(Short problem)
Copy every line, leaving nothing out and adding nothing.

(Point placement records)
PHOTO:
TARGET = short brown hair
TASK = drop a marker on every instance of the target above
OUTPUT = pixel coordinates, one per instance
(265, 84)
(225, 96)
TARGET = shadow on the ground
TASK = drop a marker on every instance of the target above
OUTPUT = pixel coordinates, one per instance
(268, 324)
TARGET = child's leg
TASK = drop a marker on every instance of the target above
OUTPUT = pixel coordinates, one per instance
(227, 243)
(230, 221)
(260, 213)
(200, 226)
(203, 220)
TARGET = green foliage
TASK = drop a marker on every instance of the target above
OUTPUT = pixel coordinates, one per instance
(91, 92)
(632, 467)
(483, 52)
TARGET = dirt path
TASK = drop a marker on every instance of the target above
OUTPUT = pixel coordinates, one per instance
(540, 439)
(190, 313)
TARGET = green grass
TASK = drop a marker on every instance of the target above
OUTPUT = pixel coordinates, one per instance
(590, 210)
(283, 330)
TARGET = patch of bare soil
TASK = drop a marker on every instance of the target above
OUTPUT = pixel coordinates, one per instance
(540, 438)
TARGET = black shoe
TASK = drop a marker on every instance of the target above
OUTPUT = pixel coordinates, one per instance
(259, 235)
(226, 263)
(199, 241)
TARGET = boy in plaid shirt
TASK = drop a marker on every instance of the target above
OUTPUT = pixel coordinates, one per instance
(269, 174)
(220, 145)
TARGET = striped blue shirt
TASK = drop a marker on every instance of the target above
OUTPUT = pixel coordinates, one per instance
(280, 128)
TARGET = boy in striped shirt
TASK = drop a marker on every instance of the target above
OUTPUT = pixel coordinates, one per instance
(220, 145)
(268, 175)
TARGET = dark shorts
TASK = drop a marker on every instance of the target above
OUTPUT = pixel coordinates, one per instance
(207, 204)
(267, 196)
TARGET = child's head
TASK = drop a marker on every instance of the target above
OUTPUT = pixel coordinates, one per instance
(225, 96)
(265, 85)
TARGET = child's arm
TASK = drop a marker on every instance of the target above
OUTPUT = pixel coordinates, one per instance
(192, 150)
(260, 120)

(Exercise solution)
PHOTO:
TARGET = short brown hair
TASK = drop a marker on every instance of the target above
OUTPUT = pixel coordinates, one per instance
(265, 84)
(225, 96)
TARGET = shadow on the ground
TASK = drop a marker on every instance of the target above
OUTPUT = pixel coordinates, one per instance
(268, 324)
TARGET = child's leg
TASK = drop a marker on every instance of the target above
OUTPUT = pixel coordinates, one per instance
(227, 243)
(230, 221)
(260, 213)
(200, 226)
(203, 220)
TARGET = green foliage
TASK = drop a marker on every instance of the target above
OUTPUT = pixel coordinates, one per instance
(91, 92)
(632, 467)
(483, 52)
TARGET = dirt path
TASK = drop a marker on every instance of the target above
OUTPUT = pixel coordinates, one per instance
(540, 439)
(190, 313)
TARGET = green grass
TASK = drop a marker on every instance of the target above
OUTPUT = pixel coordinates, one per instance
(590, 210)
(283, 330)
TARGET = patch of bare soil
TASK = drop a marker on every instance of the target above
OUTPUT = pixel coordinates, one per instance
(540, 438)
TARGET = black shoe
TASK = drop a marker on every instance of the target above
OUTPUT = pixel coordinates, one per instance
(259, 235)
(226, 263)
(199, 241)
TARGET = boy in plaid shirt
TASK = drop a marker on every instance of the target above
OUTPUT = pixel coordinates, one per instance
(269, 174)
(220, 145)
TARGET = striped blue shirt
TASK = drop a marker on every instance of the target above
OUTPUT = pixel coordinates, one per instance
(280, 128)
TARGET = boy in striped shirt
TASK = drop a marker on every instance of the target above
OUTPUT = pixel coordinates, one per instance
(220, 145)
(268, 175)
TARGET = dark shorts
TASK = drop a marker on every instance of the target above
OUTPUT = pixel coordinates, one per instance
(207, 204)
(267, 196)
TARGET = child's head
TASK = drop a marker on every instance of the target above
OUTPUT = pixel coordinates, one per instance
(225, 96)
(265, 85)
TARGET = child's arm
TASK = drop a marker on every instance of the target above
OUTPUT = pixel coordinates, one per instance
(192, 150)
(260, 120)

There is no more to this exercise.